▶ **Aim 1**
List every dollar amount that appears in the youth baseball post.
▶ **Aim 2**
Repeat the youth baseball post word for word, starting at "Here's the problem." and ending after "wonders with them.".

▶ **Provided text**

········

Again, my goal isn't to offend, as i've been head coaching multiple teams (I have 3 sons who play at different age levels)football, basketball, and baseball. So sometimes a coach sees things from a slightly different angle than a parent. I was assigned 2 9 year olds on my team this year (my team has 10 players--8 returning). The 2 players actually went up to bat and stood on the middle of the plate during their turn to bat at tryouts. They new absolutely nothing about throwing, hitting, or running. We get an 1 hour and 15 mins to practice 2 times a week, so obviously dedicating time to 1-3 slow kids is not realistic.

Here's the problem. The vast majority of our kids have been practicing\playing since they could hold a $5 Wal-Mart wiffle bat and ball. The 2 new kids just decided to give baseball a "go". I knew both parents from years of coaching in a basketball league. They never exposed their kids to baseball in any way, then decided to sign them up and figured that a team with only a few hours of practice time a week could do wonders with them.

A team cannot, and should not, practice at the level of their 2 slowest players! This is a parent responsibility, a responsibility to NOT put their kids, vastly unprepared kids, in a position to fail. I believe if a parent has $50-$80-or $100 to sign their child up and buy new equipment, then a little bit more money would go a long way in private lessons or other alternatives.

········

▶ **Provided data**
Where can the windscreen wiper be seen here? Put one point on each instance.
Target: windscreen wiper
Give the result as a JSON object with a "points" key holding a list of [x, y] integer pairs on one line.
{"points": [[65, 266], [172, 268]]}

········

▶ **Worked solution 1**
$5, $50, $80, $100

▶ **Worked solution 2**
Here's the problem. The vast majority of our kids have been practicing\playing since they could hold a $5 Wal-Mart wiffle bat and ball. The 2 new kids just decided to give baseball a "go". I knew both parents from years of coaching in a basketball league. They never exposed their kids to baseball in any way, then decided to sign them up and figured that a team with only a few hours of practice time a week could do wonders with them.